## Aim of the task
Pick out every line in the rows below that contains the word "segment", treating uppercase and lowercase as different.

## Records provided
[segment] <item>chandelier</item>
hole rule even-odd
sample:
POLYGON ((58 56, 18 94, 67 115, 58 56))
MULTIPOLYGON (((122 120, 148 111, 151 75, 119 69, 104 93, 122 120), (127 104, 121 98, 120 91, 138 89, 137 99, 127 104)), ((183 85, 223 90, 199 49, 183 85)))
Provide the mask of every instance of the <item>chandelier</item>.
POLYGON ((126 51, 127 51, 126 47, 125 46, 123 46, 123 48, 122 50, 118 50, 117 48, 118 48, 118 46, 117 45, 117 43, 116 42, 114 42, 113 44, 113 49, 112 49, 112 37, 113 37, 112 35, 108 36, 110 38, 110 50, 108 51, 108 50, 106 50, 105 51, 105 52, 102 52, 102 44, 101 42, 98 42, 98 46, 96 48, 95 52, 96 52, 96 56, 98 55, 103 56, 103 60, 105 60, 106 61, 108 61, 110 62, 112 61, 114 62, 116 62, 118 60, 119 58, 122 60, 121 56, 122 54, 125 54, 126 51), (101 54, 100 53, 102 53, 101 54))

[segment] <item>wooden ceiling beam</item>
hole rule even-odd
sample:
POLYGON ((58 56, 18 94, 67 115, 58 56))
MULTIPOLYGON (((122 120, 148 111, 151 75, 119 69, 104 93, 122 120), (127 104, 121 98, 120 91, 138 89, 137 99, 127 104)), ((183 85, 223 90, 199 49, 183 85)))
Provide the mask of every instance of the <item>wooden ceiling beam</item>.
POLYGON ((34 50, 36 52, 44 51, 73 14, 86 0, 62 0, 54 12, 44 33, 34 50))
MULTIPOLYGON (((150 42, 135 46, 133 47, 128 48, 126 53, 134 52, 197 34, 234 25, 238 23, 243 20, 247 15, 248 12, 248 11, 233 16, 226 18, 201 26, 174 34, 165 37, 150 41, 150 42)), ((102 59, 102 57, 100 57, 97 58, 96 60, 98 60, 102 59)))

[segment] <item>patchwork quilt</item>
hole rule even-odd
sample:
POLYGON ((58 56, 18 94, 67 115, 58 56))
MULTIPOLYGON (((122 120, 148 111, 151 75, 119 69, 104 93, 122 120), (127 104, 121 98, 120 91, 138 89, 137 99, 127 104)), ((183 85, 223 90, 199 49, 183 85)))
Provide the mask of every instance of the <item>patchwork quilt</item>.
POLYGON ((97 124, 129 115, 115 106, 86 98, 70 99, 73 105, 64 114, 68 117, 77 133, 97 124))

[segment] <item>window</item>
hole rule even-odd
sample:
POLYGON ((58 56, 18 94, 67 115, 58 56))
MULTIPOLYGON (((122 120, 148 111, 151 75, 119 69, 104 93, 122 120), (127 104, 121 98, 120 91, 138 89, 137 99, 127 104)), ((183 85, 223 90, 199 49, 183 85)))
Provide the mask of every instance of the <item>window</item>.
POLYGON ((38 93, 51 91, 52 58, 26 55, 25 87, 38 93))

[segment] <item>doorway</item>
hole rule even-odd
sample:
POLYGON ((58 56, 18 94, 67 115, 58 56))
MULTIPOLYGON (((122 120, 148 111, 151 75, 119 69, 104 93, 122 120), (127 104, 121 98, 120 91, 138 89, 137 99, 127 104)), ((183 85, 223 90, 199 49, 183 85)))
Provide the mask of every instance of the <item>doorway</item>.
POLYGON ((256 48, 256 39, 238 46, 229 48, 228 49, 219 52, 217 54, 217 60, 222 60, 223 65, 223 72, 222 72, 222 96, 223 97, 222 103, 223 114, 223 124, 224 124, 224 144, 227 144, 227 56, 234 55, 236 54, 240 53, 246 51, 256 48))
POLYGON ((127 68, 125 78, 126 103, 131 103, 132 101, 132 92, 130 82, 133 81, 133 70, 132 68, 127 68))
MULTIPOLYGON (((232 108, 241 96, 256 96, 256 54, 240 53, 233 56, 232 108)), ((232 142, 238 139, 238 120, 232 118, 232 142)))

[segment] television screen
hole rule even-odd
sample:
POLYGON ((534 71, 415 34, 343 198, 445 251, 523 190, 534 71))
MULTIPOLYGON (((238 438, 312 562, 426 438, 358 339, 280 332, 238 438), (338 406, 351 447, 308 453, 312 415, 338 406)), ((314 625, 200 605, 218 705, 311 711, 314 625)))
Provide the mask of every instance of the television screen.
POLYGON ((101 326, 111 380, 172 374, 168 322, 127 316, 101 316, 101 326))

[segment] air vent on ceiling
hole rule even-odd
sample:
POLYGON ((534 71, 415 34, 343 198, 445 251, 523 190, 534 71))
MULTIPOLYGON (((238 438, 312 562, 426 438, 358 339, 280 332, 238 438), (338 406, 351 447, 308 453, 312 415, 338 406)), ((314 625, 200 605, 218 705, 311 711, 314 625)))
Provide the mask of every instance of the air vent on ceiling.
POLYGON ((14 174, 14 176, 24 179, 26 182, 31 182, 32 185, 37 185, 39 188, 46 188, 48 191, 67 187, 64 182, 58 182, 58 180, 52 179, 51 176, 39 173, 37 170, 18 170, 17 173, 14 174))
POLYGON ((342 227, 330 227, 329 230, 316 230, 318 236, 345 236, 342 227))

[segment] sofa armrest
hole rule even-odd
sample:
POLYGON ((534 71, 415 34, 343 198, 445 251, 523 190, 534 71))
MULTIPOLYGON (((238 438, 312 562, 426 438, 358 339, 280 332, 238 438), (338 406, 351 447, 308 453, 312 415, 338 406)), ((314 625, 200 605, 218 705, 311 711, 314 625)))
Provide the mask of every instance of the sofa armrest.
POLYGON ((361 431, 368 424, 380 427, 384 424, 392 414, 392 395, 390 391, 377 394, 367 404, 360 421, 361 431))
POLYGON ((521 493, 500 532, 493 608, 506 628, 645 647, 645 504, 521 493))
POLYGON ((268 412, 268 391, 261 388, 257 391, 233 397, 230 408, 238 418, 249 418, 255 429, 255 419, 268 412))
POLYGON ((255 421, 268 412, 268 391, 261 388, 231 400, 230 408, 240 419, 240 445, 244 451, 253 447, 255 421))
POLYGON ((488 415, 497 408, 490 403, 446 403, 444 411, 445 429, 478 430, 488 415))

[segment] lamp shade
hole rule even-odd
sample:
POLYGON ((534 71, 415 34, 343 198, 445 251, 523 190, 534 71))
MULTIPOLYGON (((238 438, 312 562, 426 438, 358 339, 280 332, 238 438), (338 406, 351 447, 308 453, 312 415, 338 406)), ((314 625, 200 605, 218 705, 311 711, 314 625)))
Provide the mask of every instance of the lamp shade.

## Solution to the problem
[segment] <item>chandelier</item>
[segment] <item>wooden ceiling beam</item>
[segment] <item>patchwork quilt</item>
[segment] <item>window</item>
[segment] <item>doorway</item>
[segment] television screen
[segment] air vent on ceiling
[segment] sofa armrest
[segment] lamp shade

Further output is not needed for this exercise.